INSTRUCTIONS.
**A.** Reproduce verbatim the passage of the bargaining excerpt below, from "We build on" to "MNE and supplier.".
**B.** In the bargaining excerpt below, how does the negotiated price divide the surplus between the two firms in case (1)?

We build on the assumptions discussed above to solve the game and derive the payoffs in the various bargaining scenarios in which the MNE and the supplier can find themselves, as illustrated in Figure 2. The figure is drawn for the case in which the MNE keeps the supplier even if the irresponsible behavior is detected (\(V - C - O_{M} - O_{S} > W + F\)), it suffers from greater reputational damage than the supplier does if the relationship is terminated after irresponsible behavior is detected (\(B_{F} > B_{S}\)) and the two firms have equal bargaining skills (\(\lambda = 0.5\)).

Figure 2
figure 2

Bargaining between MNE and supplier.

There are four cases in the figure. Starting from the left, in case (1) the supplier is responsible. The core of the bargaining is bounded by the willingness to pay of the MNE and the willingness of the supplier to accept a price, and the negotiated price \(P_{R}\) splits the surplus among the two firms according to their bargaining skills (in this case, evenly).

In case (2), the supplier is irresponsible, but not detected. The MNE has the same willingness to pay as before, but now the supplier’s costs are lower because it enjoys saving on its irresponsible actions. This means that the price falls to \(P_{N}\) as the MNE is able to appropriate its share of the cost savings. Hence, both firms are better off than in scenario (1) and it is, thereby, also in the interest of the MNE to have an irresponsible supplier that is not detected. Essentially, cynical MNE managers are demanding a lower price from the supplier based on an unspoken assumption that the supplier is doing irresponsible things away from the spotlight of the world (and the MNE).

DATA SHOWN.
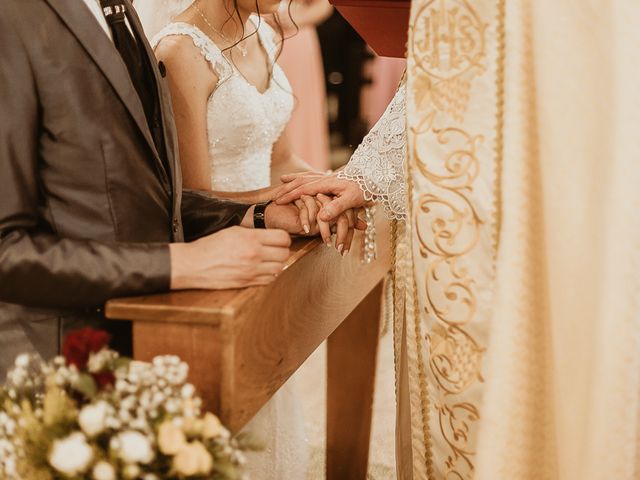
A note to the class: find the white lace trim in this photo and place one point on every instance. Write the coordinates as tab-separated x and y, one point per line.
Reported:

RESPONSES IN ORDER.
**A.**
We build on the assumptions discussed above to solve the game and derive the payoffs in the various bargaining scenarios in which the MNE and the supplier can find themselves, as illustrated in Figure 2. The figure is drawn for the case in which the MNE keeps the supplier even if the irresponsible behavior is detected (\(V - C - O_{M} - O_{S} > W + F\)), it suffers from greater reputational damage than the supplier does if the relationship is terminated after irresponsible behavior is detected (\(B_{F} > B_{S}\)) and the two firms have equal bargaining skills (\(\lambda = 0.5\)).

Figure 2
figure 2

Bargaining between MNE and supplier.

**B.** It divides the surplus according to the two firms' bargaining skills, which in this case means evenly.